**TRY IT**
Copy out the whole listing exactly as given. Skip the pictures.

**PROVIDED INFORMATION**
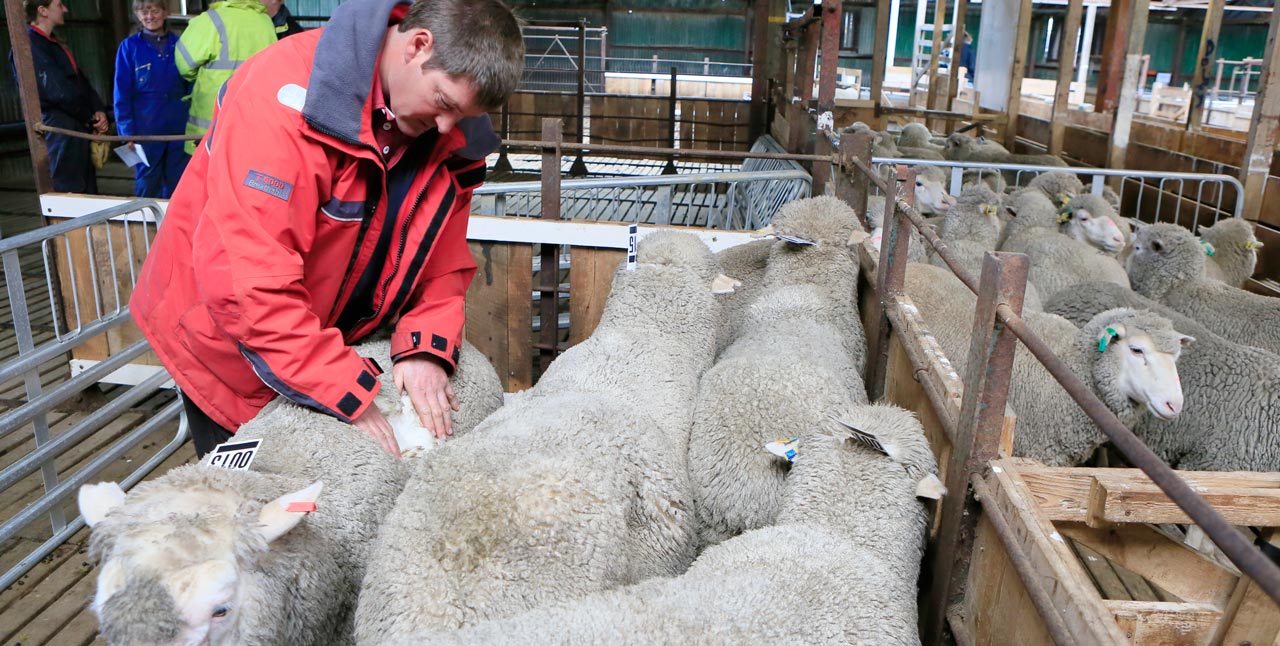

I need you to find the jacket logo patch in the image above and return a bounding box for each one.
[244,170,293,201]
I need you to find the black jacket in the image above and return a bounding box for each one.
[10,26,107,128]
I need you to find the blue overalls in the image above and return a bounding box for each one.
[113,30,191,198]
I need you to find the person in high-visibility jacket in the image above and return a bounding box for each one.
[114,0,191,198]
[175,0,275,155]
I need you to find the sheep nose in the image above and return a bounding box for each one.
[1164,399,1182,417]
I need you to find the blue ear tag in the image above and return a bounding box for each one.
[1098,326,1118,353]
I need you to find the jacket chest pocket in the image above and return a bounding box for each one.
[134,62,153,88]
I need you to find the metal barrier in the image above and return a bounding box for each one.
[834,130,1280,642]
[0,200,186,591]
[868,156,1245,230]
[472,168,812,230]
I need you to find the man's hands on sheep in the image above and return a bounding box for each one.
[354,354,458,457]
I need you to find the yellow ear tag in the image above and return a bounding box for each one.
[1058,192,1072,206]
[985,205,998,218]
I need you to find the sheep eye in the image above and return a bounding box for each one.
[212,606,229,618]
[1129,346,1144,355]
[1077,213,1089,221]
[915,180,923,187]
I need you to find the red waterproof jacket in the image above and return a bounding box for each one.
[130,0,494,431]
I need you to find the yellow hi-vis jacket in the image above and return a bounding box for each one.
[176,0,276,154]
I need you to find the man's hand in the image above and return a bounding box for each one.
[394,355,459,439]
[352,405,401,457]
[90,112,108,135]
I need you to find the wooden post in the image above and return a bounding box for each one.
[924,0,948,130]
[1170,17,1189,87]
[749,0,773,141]
[1003,0,1035,150]
[1050,0,1084,156]
[945,0,969,117]
[538,119,563,367]
[3,0,52,194]
[1095,0,1132,113]
[790,21,820,155]
[1106,0,1151,181]
[920,252,1029,646]
[871,0,893,125]
[1186,0,1224,132]
[840,130,875,230]
[867,166,913,402]
[818,0,842,111]
[1240,4,1280,221]
[1077,5,1098,101]
[569,20,589,177]
[493,105,513,174]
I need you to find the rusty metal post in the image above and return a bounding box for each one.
[838,130,875,229]
[4,0,52,194]
[539,119,563,367]
[866,165,915,401]
[790,19,820,153]
[812,130,832,196]
[663,67,679,175]
[817,0,841,111]
[749,0,773,141]
[569,19,589,177]
[921,251,1029,646]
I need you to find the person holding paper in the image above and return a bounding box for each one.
[113,0,191,198]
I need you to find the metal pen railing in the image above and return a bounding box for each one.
[0,199,187,592]
[835,130,1280,645]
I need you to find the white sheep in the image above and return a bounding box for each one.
[867,165,955,263]
[1127,222,1280,354]
[76,337,504,646]
[897,122,946,154]
[1198,217,1263,287]
[1059,193,1129,255]
[945,132,1064,168]
[714,238,773,355]
[393,404,938,646]
[1046,281,1280,472]
[906,263,1192,466]
[999,189,1130,301]
[354,232,722,641]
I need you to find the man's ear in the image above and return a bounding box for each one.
[405,28,435,65]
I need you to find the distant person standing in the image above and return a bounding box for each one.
[10,0,109,193]
[958,31,976,85]
[263,0,306,39]
[175,0,276,155]
[114,0,191,197]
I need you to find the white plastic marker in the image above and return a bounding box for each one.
[765,437,799,462]
[626,224,638,271]
[208,439,261,471]
[826,413,888,456]
[775,234,816,246]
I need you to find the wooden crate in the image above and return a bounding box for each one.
[962,458,1280,645]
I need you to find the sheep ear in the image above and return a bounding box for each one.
[1179,334,1196,349]
[710,274,741,295]
[257,481,323,544]
[847,229,870,247]
[78,482,126,527]
[1097,324,1125,353]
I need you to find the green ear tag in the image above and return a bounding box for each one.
[1098,326,1117,353]
[1200,240,1215,257]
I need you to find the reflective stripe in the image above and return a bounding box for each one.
[320,197,364,222]
[176,40,198,69]
[205,60,243,70]
[204,10,245,72]
[217,79,228,109]
[188,114,212,128]
[204,119,215,153]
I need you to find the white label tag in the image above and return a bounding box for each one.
[765,437,799,462]
[208,439,261,471]
[775,234,816,246]
[827,414,889,456]
[626,224,638,271]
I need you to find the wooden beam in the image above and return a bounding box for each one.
[3,0,52,194]
[870,0,893,124]
[1003,0,1035,149]
[749,0,773,140]
[945,0,969,120]
[1106,0,1151,178]
[1240,4,1280,221]
[817,0,842,111]
[1095,0,1131,114]
[1186,0,1224,131]
[1169,17,1188,87]
[1051,0,1084,156]
[924,0,948,128]
[1086,476,1280,527]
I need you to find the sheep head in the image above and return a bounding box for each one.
[897,123,934,148]
[1060,194,1126,254]
[912,166,956,215]
[1077,308,1193,425]
[944,133,975,159]
[1126,223,1205,299]
[79,467,323,646]
[1201,217,1264,256]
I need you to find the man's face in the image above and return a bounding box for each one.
[43,0,68,27]
[388,29,486,138]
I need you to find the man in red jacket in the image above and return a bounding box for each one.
[130,0,524,457]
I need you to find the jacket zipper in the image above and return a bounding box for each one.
[354,167,436,330]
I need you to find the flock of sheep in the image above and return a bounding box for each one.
[69,124,1279,645]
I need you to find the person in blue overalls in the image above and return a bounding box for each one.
[113,0,191,198]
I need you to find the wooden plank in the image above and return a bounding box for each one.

**EXERCISE RESPONSE**
I need you to find the jacket logo patch in the image above and return a bounding box for each one.
[244,170,293,201]
I need you to find the black jacket in the image above and return a bounding box for each one.
[10,26,107,128]
I need you to find the blue overalls in the image above and return a bounding box for each one.
[113,30,191,198]
I need you to find the person in high-visibility jacket in the image above and return a bounding box for each one.
[114,0,191,198]
[175,0,275,155]
I need you to find the sheep nose in the image above and return a bounding box for each one.
[1164,399,1182,417]
I need you to find the blue ear tag in the image above and return a bounding box for each one.
[1098,326,1118,353]
I need you to find the jacket chest pocket in the image above and return a bounding box for each one.
[134,62,153,88]
I need you to find the metal barrier in the image above and return a bounding box for each one.
[834,130,1280,642]
[0,200,186,591]
[868,156,1245,230]
[472,168,812,230]
I need you to find the man's hands on sheep in the image above and return a bounding box for each one.
[354,354,458,457]
I need you to find the yellow ear tag in the image above and return a bounding box for each one.
[1058,192,1072,206]
[985,205,998,218]
I need you to find the sheep eye in the image above and return a bounding box for each one.
[212,606,229,618]
[1129,346,1144,355]
[1077,213,1089,221]
[915,180,923,187]
I need you to find the red waterproof jacket in the image above and return a bounding box for each one.
[130,0,494,431]
I need you to find the yellow hi-vis jacket in the image above and return a bounding box for each one.
[176,0,276,154]
I need you to find the man's hand in the image above and return a bounding box for each one.
[394,355,459,439]
[352,405,401,457]
[90,112,108,135]
I need you to find the wooden post in the image above and return a bounding box for each one.
[924,0,948,130]
[1170,17,1189,87]
[749,0,773,141]
[1003,0,1035,150]
[1050,0,1084,156]
[945,0,969,117]
[538,119,563,367]
[3,0,52,194]
[1095,0,1132,113]
[790,21,820,155]
[1106,0,1151,181]
[920,252,1029,646]
[871,0,893,125]
[1186,0,1224,132]
[840,130,875,230]
[867,166,913,402]
[818,0,842,111]
[1240,4,1280,221]
[1077,5,1098,101]
[569,20,589,177]
[493,105,513,174]
I need you to find the rusty metal post in the image above and return a bounding box for each one.
[838,130,875,229]
[4,0,52,194]
[539,119,563,367]
[866,165,915,401]
[790,19,820,153]
[812,130,832,196]
[663,67,679,175]
[817,0,841,111]
[749,0,773,141]
[569,19,589,177]
[921,251,1029,646]
I need you to find the person holding paper in the image above and return a bounding box for each one.
[113,0,191,198]
I need you to find the metal pen railing in the image above and return a bounding box for each one.
[0,199,187,592]
[835,130,1280,645]
I need you to find the white sheep in the image above and return a bounding box for each one.
[867,165,955,263]
[1127,222,1280,354]
[76,337,504,646]
[897,122,946,154]
[1198,217,1263,287]
[1059,193,1129,255]
[945,132,1064,168]
[714,238,773,355]
[393,404,938,646]
[1046,281,1280,472]
[906,263,1192,466]
[999,189,1130,301]
[354,232,722,641]
I need you to find the man's ear in the image above and return a bounding box for each one.
[405,28,435,65]
I need you to find the distant person standing in the image above and return a bounding box for each one.
[10,0,109,193]
[958,31,976,85]
[263,0,306,39]
[175,0,276,155]
[114,0,191,197]
I need you to find the white plastic marker in the image above and return a bounding box for each one.
[765,437,799,462]
[626,224,638,271]
[208,439,261,471]
[826,413,888,456]
[775,234,816,246]
I need you to find the wooden crate in the image above and return a bounding box for each one.
[962,458,1280,645]
I need you to find the sheep ear in the image above and return a bounding box for each one.
[1179,334,1196,349]
[710,274,741,295]
[257,481,323,544]
[847,229,870,247]
[78,482,126,527]
[1097,324,1125,353]
I need you to find the green ear tag in the image above and return a bounding box for each one.
[1098,326,1117,353]
[1200,240,1215,257]
I need you to find the reflective stripe in the image above and return a bounding box for each one.
[320,197,364,222]
[176,40,198,69]
[205,60,243,70]
[204,10,245,72]
[217,79,228,109]
[188,114,212,128]
[204,119,215,153]
I need you to find the white label tag in the image above and return a bounding box for each one.
[765,437,799,462]
[208,439,261,471]
[775,234,816,246]
[827,414,889,456]
[626,224,638,271]
I need you to find the wooden beam in the image above and return a bounding box for each one.
[3,0,52,194]
[870,0,893,124]
[1003,0,1035,149]
[749,0,773,140]
[945,0,969,120]
[1106,0,1151,178]
[1240,4,1280,221]
[817,0,842,111]
[1095,0,1131,114]
[1186,0,1224,131]
[1169,17,1188,87]
[1051,0,1084,156]
[924,0,948,128]
[1086,476,1280,527]
I need you to find the sheep head in the image above and return a bounding box for each one.
[897,123,934,148]
[1060,194,1126,254]
[912,166,956,215]
[1077,308,1193,425]
[944,133,975,159]
[1126,223,1205,299]
[79,467,323,646]
[1201,217,1264,256]
I need you to find the man's face in the image above and return a bounding box for each one.
[43,0,68,27]
[388,29,486,138]
I need you to find the man in red jacket in the image above and return a bounding box for each one.
[130,0,524,457]
I need you to find the jacket zipper in the image above and return a bounding box for each one.
[354,167,436,330]
I need you to find the flock of sheep in the image above and return a bounding box for each one.
[69,124,1279,645]
I need you to find the person in blue overalls in the image above and return a bounding box for each one.
[113,0,191,198]
I need you to find the wooden plank in the image above and return a bounding box for each one.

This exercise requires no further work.